Stored data entries:
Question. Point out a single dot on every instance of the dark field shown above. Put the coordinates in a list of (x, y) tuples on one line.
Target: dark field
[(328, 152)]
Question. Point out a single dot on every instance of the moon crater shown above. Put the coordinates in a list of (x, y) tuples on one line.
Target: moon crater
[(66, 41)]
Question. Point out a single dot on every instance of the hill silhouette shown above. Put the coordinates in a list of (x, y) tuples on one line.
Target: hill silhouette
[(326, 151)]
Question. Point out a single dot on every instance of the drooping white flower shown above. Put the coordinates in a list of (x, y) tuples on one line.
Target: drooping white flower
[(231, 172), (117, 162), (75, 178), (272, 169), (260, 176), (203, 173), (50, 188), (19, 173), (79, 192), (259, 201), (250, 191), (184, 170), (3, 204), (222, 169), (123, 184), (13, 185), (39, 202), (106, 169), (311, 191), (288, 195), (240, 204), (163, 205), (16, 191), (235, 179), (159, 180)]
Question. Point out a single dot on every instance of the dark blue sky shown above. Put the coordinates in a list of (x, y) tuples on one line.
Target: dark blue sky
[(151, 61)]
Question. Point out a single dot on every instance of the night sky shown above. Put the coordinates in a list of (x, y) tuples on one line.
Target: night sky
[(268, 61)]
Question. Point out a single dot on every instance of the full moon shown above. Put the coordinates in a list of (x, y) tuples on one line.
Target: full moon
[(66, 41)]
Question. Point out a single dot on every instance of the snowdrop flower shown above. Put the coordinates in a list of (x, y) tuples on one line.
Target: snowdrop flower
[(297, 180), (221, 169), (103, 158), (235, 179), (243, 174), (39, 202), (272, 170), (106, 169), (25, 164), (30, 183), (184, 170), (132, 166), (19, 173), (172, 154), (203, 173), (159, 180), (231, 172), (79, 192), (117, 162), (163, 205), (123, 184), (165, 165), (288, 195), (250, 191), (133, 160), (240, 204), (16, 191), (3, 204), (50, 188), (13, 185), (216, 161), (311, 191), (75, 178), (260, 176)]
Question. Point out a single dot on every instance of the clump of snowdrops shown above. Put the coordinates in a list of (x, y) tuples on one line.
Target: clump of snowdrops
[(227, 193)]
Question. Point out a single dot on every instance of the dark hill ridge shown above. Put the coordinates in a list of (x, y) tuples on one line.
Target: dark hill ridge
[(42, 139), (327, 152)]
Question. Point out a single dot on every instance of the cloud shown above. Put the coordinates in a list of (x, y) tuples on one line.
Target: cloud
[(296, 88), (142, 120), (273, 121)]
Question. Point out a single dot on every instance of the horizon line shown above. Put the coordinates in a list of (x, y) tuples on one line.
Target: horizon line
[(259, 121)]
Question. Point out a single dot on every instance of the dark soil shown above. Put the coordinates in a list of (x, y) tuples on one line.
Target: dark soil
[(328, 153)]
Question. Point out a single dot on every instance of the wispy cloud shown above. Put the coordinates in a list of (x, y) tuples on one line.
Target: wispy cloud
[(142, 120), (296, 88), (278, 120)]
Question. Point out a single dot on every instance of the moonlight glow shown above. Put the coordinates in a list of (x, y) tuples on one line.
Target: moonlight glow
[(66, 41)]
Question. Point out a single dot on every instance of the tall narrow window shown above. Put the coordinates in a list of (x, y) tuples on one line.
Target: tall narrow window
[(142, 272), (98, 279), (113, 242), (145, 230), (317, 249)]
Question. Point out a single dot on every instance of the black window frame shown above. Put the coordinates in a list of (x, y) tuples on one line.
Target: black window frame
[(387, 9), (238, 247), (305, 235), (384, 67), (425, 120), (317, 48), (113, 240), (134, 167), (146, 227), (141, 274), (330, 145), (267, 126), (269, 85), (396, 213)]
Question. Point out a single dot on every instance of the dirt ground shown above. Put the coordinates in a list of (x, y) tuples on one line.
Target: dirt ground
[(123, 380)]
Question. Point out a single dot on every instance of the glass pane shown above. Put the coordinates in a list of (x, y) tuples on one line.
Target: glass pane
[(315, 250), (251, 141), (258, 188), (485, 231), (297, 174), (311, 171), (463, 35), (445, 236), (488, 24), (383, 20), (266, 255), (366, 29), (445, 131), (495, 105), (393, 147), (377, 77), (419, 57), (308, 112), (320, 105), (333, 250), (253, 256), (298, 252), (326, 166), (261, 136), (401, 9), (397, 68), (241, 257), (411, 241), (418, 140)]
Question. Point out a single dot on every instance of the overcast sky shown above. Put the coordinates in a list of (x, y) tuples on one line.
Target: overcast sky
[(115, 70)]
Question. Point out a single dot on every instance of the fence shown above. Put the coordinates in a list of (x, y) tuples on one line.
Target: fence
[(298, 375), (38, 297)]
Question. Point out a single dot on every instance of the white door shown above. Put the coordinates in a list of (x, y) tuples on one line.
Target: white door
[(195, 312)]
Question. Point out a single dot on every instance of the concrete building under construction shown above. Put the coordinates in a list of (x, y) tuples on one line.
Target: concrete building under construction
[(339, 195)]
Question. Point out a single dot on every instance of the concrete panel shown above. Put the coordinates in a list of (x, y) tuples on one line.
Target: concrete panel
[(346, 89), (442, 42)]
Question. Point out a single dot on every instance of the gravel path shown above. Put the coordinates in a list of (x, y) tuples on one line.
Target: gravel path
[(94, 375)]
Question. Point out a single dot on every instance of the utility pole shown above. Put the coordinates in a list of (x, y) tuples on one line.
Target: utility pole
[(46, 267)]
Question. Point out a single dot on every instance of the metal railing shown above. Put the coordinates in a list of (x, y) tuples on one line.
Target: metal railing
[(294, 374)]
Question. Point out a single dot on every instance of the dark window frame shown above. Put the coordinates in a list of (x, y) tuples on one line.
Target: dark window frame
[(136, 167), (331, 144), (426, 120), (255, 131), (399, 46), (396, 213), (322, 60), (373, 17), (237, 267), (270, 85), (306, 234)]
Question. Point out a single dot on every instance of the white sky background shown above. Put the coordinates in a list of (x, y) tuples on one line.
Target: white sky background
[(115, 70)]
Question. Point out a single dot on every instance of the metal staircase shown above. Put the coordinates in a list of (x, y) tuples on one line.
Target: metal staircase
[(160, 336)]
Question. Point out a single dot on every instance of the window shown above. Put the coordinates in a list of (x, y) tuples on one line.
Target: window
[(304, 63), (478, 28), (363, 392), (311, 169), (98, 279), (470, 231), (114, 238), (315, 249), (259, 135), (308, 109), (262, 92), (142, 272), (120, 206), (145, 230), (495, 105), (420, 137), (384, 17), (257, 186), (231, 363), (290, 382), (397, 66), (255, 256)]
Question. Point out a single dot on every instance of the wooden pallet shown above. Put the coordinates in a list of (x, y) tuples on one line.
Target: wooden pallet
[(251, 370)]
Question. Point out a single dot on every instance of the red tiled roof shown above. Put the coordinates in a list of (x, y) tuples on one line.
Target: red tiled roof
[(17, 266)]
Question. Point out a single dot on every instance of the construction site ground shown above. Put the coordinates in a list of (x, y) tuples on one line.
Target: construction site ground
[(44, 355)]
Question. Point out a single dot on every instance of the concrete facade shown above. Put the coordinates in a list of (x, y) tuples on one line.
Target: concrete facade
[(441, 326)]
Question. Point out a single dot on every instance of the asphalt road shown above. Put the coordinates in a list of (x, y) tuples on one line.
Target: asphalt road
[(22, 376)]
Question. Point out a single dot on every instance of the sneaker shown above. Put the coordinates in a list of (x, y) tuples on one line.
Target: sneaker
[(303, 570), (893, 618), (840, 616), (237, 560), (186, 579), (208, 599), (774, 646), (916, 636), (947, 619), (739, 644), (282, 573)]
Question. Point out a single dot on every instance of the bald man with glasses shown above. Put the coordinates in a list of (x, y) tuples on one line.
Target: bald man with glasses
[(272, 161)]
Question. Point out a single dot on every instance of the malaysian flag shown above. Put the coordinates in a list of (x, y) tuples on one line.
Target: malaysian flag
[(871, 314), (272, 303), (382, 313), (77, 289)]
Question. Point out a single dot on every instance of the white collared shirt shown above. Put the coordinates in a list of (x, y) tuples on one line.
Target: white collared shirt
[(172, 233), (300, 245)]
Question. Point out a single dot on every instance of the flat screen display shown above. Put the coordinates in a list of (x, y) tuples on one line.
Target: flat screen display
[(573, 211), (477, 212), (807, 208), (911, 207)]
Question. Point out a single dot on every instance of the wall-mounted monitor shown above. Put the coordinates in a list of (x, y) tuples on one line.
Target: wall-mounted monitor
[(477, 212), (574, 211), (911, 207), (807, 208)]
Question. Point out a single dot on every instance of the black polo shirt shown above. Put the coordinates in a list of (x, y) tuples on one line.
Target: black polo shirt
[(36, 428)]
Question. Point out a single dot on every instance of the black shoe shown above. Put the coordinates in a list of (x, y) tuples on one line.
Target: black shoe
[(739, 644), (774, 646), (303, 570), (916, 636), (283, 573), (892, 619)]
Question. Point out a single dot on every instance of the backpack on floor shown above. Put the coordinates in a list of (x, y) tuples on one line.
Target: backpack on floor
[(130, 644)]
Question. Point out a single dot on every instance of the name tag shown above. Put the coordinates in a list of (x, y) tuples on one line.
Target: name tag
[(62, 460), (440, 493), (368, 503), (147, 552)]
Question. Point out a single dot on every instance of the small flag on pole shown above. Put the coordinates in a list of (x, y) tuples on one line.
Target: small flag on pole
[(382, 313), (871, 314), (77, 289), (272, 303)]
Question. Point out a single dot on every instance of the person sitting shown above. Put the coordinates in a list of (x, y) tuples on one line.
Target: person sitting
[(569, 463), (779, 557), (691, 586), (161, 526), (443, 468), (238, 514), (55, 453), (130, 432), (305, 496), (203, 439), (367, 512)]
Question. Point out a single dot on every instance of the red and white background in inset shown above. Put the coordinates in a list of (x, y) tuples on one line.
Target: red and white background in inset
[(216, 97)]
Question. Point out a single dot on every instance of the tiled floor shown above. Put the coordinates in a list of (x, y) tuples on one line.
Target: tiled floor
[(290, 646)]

■ Instructions for the task
Retype exactly, and only, the lines from the line holding "Target: black shoe" through the last line of the data; both of those lines count.

■ Answer space
Target: black shoe
[(739, 644), (774, 646), (303, 570), (916, 636), (283, 573), (892, 619)]
Question. Point out a single dot on every instance of the backpack on floor shown above. Put the coordinates in a list of (x, y) tuples on one line.
Target: backpack on floor
[(130, 644)]
Question. Point out a single dot on every instance of the name tag shown above. Put the coordinates in a list of (x, y) tuples on one line.
Target: name tag
[(62, 460), (440, 493), (368, 503), (147, 552)]
Question. Point out a single dot on every instance of the small flag on pole shown above. Put the coordinates in a list of (x, y) tuples on one line.
Target: small flag on pole
[(382, 313), (871, 314), (77, 289), (272, 303)]
Question. Point out a single dot on every instance of the person sitting shown above. Put the coordinates in a list of (x, y) tuples on one line.
Target: person sitting
[(569, 463), (779, 557), (691, 586), (161, 526), (443, 468), (238, 514), (55, 453), (130, 432), (305, 496), (203, 439), (367, 512)]
Question. Point out a single dot on every instance of the red and white background in inset shown above. Put the coordinates in a list of (x, y) tuples on one line.
Target: red and white background in inset
[(216, 97)]
Question. Point out a single dot on every instance of the tiled floor shown above. Put the coordinates in a list of (x, y) tuples on one line.
Target: tiled floor
[(290, 646)]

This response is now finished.